## [Excerpt]
** begin **

# Redeeming MNT for cash



## Lurker (Sep 29, 2021)

I was looking through the FAQs on the Canadian Gold Reserve ETR (MNT) website and noticed the statement shown below. Is this essentially a 5% redemption fee (which seems excessive) or is it a fair price for the shares?

"CASH REDEMPTION: The cash redemption price (the "Cash Redemption Price") paid by the Mint will be equal to 95% of the lesser of (i) the volume-weighted average trading price of the ETRs on the TSX for the last five trading days prior to and including the Redemption Date, and (ii) the net asset value of the ETRs on the Redemption Date."


----------



## Spudd (Oct 11, 2011)

Sounds like a 5% fee to me. But honestly, nobody would ever do this, they'd just sell it on the open market. This is only for institutional investors.


----------



## james4beach (Nov 15, 2012)

Spudd said:


> Sounds like a 5% fee to me. But honestly, nobody would ever do this, they'd just sell it on the open market. This is only for institutional investors.


You have to redeem in massive blocks, and yeah, there's a fee -- because they actually load the gold into a Brinks car, with armed guards, and send it to you!

I have been in contact with the administrator of this Mint program and can tell you there actually was a holder who did a large physical redemption, I think it was last year. So investors certainly can choose to do it, if they want. The metal is there, and the Mint will send it to you.

I really like MNT overall, but the problem is the premium/discount fluctuations. It's basically a closed end fund, because there is a constant amount of gold sitting in their vaults. As the shares trade, they may go above or below the fair value NAV. Personally I don't see this as a huge problem, and my gold position in my RRSP is entirely in MNT since it's a long term holding.


----------

** end **

## [Dataset]

** begin **

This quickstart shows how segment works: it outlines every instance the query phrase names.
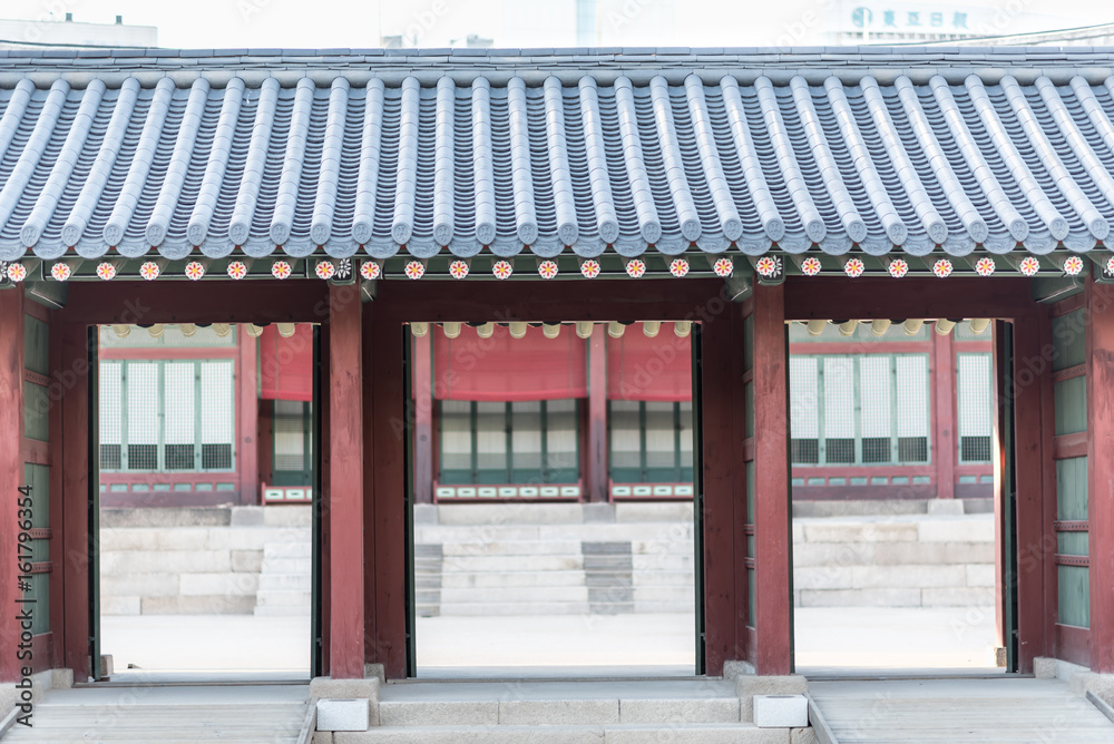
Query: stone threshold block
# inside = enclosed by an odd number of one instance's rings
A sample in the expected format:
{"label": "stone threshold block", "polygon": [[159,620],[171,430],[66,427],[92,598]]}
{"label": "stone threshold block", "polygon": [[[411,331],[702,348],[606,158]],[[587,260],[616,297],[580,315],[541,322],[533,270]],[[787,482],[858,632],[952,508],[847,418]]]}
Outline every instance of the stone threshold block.
{"label": "stone threshold block", "polygon": [[759,728],[803,728],[809,725],[804,695],[755,695],[754,725]]}

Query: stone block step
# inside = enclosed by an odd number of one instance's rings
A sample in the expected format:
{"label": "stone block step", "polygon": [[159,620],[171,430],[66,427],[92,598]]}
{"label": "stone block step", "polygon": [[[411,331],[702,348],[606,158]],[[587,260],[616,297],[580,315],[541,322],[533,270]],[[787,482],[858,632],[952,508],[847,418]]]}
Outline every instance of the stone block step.
{"label": "stone block step", "polygon": [[264,574],[305,574],[312,570],[310,558],[264,558]]}
{"label": "stone block step", "polygon": [[746,723],[379,726],[333,744],[790,744],[789,728]]}
{"label": "stone block step", "polygon": [[[309,537],[309,536],[306,536]],[[292,542],[267,542],[263,546],[264,558],[309,558],[313,542],[309,539]]]}
{"label": "stone block step", "polygon": [[309,574],[261,574],[260,591],[274,589],[299,589],[309,591],[312,588],[312,577]]}
{"label": "stone block step", "polygon": [[261,591],[256,595],[255,601],[257,607],[309,605],[310,593],[296,589],[273,589],[271,591]]}

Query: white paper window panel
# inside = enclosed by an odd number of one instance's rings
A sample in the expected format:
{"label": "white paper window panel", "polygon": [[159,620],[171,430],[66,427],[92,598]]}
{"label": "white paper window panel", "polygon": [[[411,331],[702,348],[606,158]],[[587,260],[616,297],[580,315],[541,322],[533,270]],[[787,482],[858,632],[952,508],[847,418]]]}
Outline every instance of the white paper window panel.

** end **

## [Stated task 1]
In the thread on redeeming MNT for cash, what percentage does the Mint pay as the cash redemption price?
## [Stated task 2]
Retype the entries from the line with "Query: stone block step" through the last line of the entries, keeping every character unchanged.

## [Exercise solution 1]
95% of the lesser of the five-day volume-weighted average trading price and the net asset value.

## [Exercise solution 2]
Query: stone block step
# inside = enclosed by an odd number of one instance's rings
A sample in the expected format:
{"label": "stone block step", "polygon": [[159,620],[171,430],[66,427],[92,598]]}
{"label": "stone block step", "polygon": [[[411,331],[702,348],[606,158]],[[587,260],[616,297],[580,315],[541,322],[533,270]],[[787,482],[858,632],[952,508],[847,418]]]}
Outline every instance of the stone block step.
{"label": "stone block step", "polygon": [[264,574],[305,574],[312,570],[310,558],[264,558]]}
{"label": "stone block step", "polygon": [[746,723],[379,726],[333,744],[790,744],[789,728]]}
{"label": "stone block step", "polygon": [[[309,537],[309,536],[306,536]],[[292,542],[267,542],[263,546],[264,558],[309,558],[313,542],[309,539]]]}
{"label": "stone block step", "polygon": [[309,574],[261,574],[260,591],[274,589],[299,589],[309,591],[312,588],[312,577]]}
{"label": "stone block step", "polygon": [[261,591],[256,595],[255,601],[257,607],[309,605],[310,593],[296,589],[273,589],[271,591]]}

Query: white paper window panel
# inside = enclosed by an odd number of one instance's rings
A sample in the expected format:
{"label": "white paper window panel", "polygon": [[159,620],[171,430],[66,427],[92,598]]}
{"label": "white paper window panel", "polygon": [[[411,331],[702,348],[606,158]],[[587,260],[616,297],[580,315],[541,322],[533,270]],[[787,482],[858,632],[952,508],[847,418]]]}
Outline every instance of the white paper window panel.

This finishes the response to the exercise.